◆ Text for analysis ◆
Parker served as chief counsel or co-counsel in several landmark cases, including, but not limited to, Brooks v. Winter, which resulted in the creation of a majority Black court-ordered congressional district and the election in 1986 of Mike Espy, the first Black member of Congress from Mississippi since Reconstruction; and Connor v. Finch, which resulted in four Black legislators being elected to the Mississippi Legislature in Hinds County in 1975 and a total of 17 Black legislators elected statewide from single member districts in 1979.

In 1978 Parker succeeded Mel Leventhal as counsel for plaintiffs in Loewen et al. v. Turnipseed et al., challenging Mississippi's denial of Mississippi: Conflict and Change, a textbook in Mississippi history intended for use in a required ninth-grade course. Under his leadership, the case was won, a victory that the American Library Association includes among a dozen decisions that underlie Americans' right to read.

When the 1979 Easter flood damaged the campus of Jackson Academy, the racially segregated private school resumed classes in temporary facilities provided by local churches. Jackson Academy was forced to vacate the churches after Parker filed a lawsuit to force the IRS to remove the churches' tax exempt status since the churches were aiding a segregation academy. Parker recalled that he received so many threats of violence that he had to leave Mississippi for several weeks.

Parker served as an associate professor of political science at Tougaloo College from 1975 to 1976. He returned to Washington, D.C., in 1981, working as voting rights director for the Lawyers' Committee for Civil Rights Under Law until 1993. Mr. Parker was a leader in the effort to gain passage of the Voter Registration Act of 1993, the "motor-voter" law.

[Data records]
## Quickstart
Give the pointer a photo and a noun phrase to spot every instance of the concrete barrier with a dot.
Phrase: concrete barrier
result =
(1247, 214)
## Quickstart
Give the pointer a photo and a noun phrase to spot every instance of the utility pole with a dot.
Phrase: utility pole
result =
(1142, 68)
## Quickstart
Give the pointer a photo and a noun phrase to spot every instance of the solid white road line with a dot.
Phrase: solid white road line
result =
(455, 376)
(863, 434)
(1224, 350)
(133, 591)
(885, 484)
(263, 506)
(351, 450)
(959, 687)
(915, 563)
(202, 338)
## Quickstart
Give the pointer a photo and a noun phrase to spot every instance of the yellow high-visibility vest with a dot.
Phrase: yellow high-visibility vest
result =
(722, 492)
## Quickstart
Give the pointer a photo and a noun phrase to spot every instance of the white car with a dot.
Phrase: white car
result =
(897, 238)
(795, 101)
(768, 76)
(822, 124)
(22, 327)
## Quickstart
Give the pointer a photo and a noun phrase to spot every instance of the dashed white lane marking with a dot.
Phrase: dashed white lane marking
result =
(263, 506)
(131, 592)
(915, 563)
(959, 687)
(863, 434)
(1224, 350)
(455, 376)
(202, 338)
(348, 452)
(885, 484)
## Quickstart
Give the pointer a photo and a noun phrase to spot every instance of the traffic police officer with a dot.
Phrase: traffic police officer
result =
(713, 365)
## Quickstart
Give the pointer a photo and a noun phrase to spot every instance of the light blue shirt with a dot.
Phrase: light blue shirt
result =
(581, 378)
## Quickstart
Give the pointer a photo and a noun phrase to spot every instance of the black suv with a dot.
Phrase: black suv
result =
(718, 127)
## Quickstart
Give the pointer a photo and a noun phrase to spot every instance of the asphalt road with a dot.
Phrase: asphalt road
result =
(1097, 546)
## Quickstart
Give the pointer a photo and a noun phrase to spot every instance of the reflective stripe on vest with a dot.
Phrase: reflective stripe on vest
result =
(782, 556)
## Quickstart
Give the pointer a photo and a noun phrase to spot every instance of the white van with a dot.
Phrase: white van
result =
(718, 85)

◆ Task objective ◆
In the passage about Parker, what was the name of the textbook at issue in Loewen et al. v. Turnipseed et al.?

◆ Solution to the problem ◆
Mississippi: Conflict and Change